Begin
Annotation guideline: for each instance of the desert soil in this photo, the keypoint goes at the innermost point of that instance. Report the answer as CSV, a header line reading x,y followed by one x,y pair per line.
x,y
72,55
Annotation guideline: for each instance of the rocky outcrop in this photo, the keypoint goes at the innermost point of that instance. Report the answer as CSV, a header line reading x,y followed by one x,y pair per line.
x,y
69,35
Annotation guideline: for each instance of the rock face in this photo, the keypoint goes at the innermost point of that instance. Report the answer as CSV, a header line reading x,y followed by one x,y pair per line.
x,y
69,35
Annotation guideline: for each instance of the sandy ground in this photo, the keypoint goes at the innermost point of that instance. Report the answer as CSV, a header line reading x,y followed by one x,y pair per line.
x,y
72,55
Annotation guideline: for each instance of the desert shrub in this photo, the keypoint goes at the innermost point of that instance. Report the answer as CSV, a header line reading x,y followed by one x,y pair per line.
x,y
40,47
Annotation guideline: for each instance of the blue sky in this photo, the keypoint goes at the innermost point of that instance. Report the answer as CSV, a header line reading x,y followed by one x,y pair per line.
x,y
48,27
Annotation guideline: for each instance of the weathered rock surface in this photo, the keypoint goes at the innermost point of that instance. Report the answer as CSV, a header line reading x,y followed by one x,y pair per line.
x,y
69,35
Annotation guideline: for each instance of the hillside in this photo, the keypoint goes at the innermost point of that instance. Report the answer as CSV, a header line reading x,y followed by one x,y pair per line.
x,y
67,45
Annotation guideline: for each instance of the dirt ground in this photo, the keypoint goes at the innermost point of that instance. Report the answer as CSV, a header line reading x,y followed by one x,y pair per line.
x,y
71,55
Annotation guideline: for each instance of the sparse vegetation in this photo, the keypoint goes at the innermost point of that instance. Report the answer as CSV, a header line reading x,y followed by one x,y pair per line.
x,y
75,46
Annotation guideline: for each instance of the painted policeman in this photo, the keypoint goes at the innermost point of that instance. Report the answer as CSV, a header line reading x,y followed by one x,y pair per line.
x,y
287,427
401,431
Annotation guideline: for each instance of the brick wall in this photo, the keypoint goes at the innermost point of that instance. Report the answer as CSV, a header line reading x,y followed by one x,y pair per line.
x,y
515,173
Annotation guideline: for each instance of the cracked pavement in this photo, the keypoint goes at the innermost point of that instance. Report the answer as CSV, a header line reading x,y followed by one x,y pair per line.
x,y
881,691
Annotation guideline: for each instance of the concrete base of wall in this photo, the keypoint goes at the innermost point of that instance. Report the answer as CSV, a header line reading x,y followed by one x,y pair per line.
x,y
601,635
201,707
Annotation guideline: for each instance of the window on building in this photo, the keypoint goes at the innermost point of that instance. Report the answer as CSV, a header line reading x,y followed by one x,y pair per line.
End
__GIVEN INSTRUCTION__.
Take the line in which "Annotation guideline: for each instance of the dirt" occurs and each subsequent line through the end; give these lines again without alteration.

__EXERCISE SOLUTION__.
Annotation guideline: for each instance of the dirt ground in this photo, the keypoint goes at the innermost point of that instance. Report the answer as CSV, a header line reading x,y followed by one x,y pair per line.
x,y
71,55
Annotation guideline: for each instance of the sparse vegetation in this photo, the keypoint goes at the innermost point of that instance. Report the answer as CSV, a header line reading x,y followed by one x,y pair per line.
x,y
75,46
Annotation guideline: for each instance of the painted policeman in this photo, the keypoint goes at the innermost point of that instance. Report the answer as CSV, a header line reading x,y followed by one x,y pair per line.
x,y
287,427
401,431
Annotation guideline: for each instance of the brick wall in this photo, the keypoint goes at the innermost point of that instance. Report the answer as CSV, a header line reading x,y followed by one x,y pair per line.
x,y
515,173
Annotation guideline: for each instance of the cracked pavement in this photo, the keypoint goes at the innermost point of that instance. Report the answer as CSV, a header line reading x,y followed by one x,y pair per line.
x,y
881,691
Annotation guideline: for each instance of the concrete base of wall in this photo, the keypoint goes at the innermost point of that instance. Report the answer as CSV, a header line reading x,y followed by one x,y pair per line.
x,y
601,635
201,707
Annotation guideline: for each instance of the window on building in this photo, the keypoint goes at the innermost point of that instance. Report the answer as CSV, a header line reading x,y followed by one x,y pair per line.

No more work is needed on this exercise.